▸ What you need to do: Rewrite every line of the listing below, requests included, adding 131 to each polygon coordinate in the answers. Leave out the pictures.

########

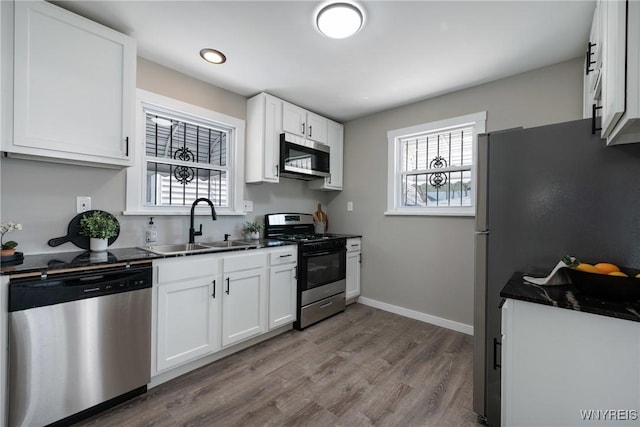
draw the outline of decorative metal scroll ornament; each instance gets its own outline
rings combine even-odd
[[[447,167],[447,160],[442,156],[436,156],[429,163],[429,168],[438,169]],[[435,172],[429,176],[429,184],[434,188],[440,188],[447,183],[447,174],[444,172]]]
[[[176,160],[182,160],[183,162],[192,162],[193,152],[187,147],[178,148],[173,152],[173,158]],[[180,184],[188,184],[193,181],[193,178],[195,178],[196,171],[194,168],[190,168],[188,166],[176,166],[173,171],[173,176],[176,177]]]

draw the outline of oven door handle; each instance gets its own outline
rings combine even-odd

########

▸ Correct response:
draw the outline of decorative metal scroll ornament; each instance gets its own outline
rings combine even-odd
[[[578,298],[578,291],[573,287],[567,287],[560,294],[560,299],[569,300]],[[566,303],[560,307],[560,315],[565,319],[571,319],[578,314],[578,305],[575,303]]]
[[[307,291],[313,291],[314,293],[323,293],[324,283],[318,278],[309,279],[304,283],[304,289]],[[311,315],[319,315],[324,312],[324,309],[326,309],[327,302],[325,299],[321,299],[319,297],[307,297],[304,302],[304,307],[307,308]]]

draw the outline of oven door handle; each instance gets its own outline
rings combine even-odd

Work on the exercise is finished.